WRITTEN EXERCISE
The entries below should be transcribed in their entirety, exactly as written.

>> Start MATERIAL

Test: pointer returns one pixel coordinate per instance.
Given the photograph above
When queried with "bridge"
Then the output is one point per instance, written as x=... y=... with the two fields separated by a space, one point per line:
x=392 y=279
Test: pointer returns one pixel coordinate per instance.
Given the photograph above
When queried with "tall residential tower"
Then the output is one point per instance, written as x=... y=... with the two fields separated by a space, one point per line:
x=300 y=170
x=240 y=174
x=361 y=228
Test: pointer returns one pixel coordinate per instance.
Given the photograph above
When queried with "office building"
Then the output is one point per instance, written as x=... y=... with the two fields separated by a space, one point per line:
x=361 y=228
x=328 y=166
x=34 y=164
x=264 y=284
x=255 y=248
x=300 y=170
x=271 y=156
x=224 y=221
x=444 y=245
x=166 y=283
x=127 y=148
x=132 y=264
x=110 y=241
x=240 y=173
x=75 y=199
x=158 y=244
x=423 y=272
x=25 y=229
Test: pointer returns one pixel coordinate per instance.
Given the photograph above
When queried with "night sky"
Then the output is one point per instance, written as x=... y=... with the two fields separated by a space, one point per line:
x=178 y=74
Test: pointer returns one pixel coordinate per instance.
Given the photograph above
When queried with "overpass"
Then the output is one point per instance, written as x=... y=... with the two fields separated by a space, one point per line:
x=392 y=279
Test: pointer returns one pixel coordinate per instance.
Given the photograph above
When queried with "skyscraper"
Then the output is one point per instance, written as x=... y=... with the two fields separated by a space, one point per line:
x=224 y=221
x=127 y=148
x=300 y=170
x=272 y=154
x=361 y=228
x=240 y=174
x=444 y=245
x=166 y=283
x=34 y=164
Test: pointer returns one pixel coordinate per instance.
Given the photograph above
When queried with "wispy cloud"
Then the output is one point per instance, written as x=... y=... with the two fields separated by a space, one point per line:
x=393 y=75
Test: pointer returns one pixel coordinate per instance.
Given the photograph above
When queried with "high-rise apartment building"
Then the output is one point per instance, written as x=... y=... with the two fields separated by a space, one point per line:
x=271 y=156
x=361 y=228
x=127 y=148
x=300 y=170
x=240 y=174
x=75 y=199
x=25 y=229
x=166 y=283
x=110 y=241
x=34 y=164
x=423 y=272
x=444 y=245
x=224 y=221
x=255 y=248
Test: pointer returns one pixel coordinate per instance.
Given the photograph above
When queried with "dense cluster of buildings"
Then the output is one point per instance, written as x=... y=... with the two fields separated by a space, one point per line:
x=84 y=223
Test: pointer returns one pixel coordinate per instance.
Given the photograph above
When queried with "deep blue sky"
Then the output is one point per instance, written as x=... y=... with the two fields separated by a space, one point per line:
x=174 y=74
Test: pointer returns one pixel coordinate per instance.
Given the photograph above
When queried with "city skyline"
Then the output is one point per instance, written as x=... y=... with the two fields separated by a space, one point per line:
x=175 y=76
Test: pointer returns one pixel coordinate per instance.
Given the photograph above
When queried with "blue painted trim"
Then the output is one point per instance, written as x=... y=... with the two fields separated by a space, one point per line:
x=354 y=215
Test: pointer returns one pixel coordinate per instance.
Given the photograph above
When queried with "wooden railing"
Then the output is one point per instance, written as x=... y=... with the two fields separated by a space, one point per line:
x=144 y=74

>> End MATERIAL

TASK OUTPUT
Test: pointer returns one pixel coordinate per instance.
Given the photograph above
When queried with "bridge"
Then the output is one point per instance, written as x=... y=... with the two fields separated by a space, one point per line:
x=392 y=279
Test: pointer returns one pixel coordinate per instance.
Given the photograph above
When queried with "tall residential tower"
Then the output is one point per instance, written as x=... y=... with the two fields separated by a space, one point per line:
x=300 y=170
x=240 y=174
x=361 y=228
Test: pointer returns one pixel coordinate per instance.
Given the photograph above
When queried with "office building"
Then the output is one point per instance, written as x=... y=... with the two fields separated by a space, one point per line:
x=361 y=228
x=328 y=166
x=34 y=164
x=264 y=284
x=255 y=248
x=300 y=170
x=271 y=156
x=224 y=221
x=444 y=245
x=166 y=283
x=127 y=148
x=132 y=264
x=110 y=241
x=240 y=173
x=75 y=199
x=158 y=244
x=423 y=272
x=25 y=229
Test: pointer returns one pixel coordinate per instance.
Given the photograph above
When queried with "night sky"
Then the output is one point per instance, written as x=... y=... with the two fields separated by a space, one point per line:
x=178 y=74
Test: pointer returns one pixel coordinate per instance.
Given the photograph above
When queried with "overpass"
Then the output is one point per instance, written as x=... y=... with the two fields separated by a space, one point per line:
x=392 y=279
Test: pointer returns one pixel coordinate per instance.
Given the photograph above
When queried with "skyscraper"
Then the output is one point per instance, written as x=... y=... with the two fields separated by a space, one point per line:
x=224 y=221
x=127 y=148
x=300 y=170
x=272 y=154
x=361 y=228
x=240 y=174
x=444 y=245
x=166 y=283
x=34 y=164
Test: pointer returns one pixel coordinate per instance.
Given the photograph above
When queried with "wispy cloud"
Then the output is one point per instance, written as x=... y=... with the two fields separated by a space, one point per line:
x=393 y=75
Test: pointer returns one pixel coordinate per instance.
Given the photograph above
When queried with "high-rise apartment building"
Then the output is one point per instance, written as x=... y=... with the two fields separated by a space, one point per line:
x=271 y=156
x=361 y=228
x=127 y=148
x=300 y=170
x=240 y=174
x=75 y=199
x=25 y=229
x=166 y=283
x=110 y=241
x=34 y=164
x=423 y=272
x=444 y=245
x=224 y=221
x=255 y=248
Test: pointer returns one pixel coordinate per instance.
Given the photograph above
When queried with "dense cluster of buildings"
Then the output is one point per instance, written as x=... y=... with the two fields separated by a space, one point per line:
x=84 y=223
Test: pointer returns one pixel coordinate per instance.
Given the photograph above
When queried with "deep blue sky"
Then the output is one point per instance, written as x=... y=... with the two fields separated by a space, one point per line:
x=174 y=74
Test: pointer returns one pixel coordinate per instance.
Given the photograph above
When queried with "city skyline"
Then the output is one point per instance, written as x=... y=... with the two fields separated by a space, one point per line:
x=175 y=76
Test: pointer returns one pixel coordinate per instance.
Given the photograph above
When queried with "blue painted trim"
Then the output is one point per instance, written as x=... y=... with the two fields separated by a space, one point per line:
x=354 y=215
Test: pointer returns one pixel coordinate per instance.
Given the photograph above
When queried with "wooden railing"
Then the output is one point per instance, written as x=... y=... with the two fields separated by a space, one point per line:
x=144 y=74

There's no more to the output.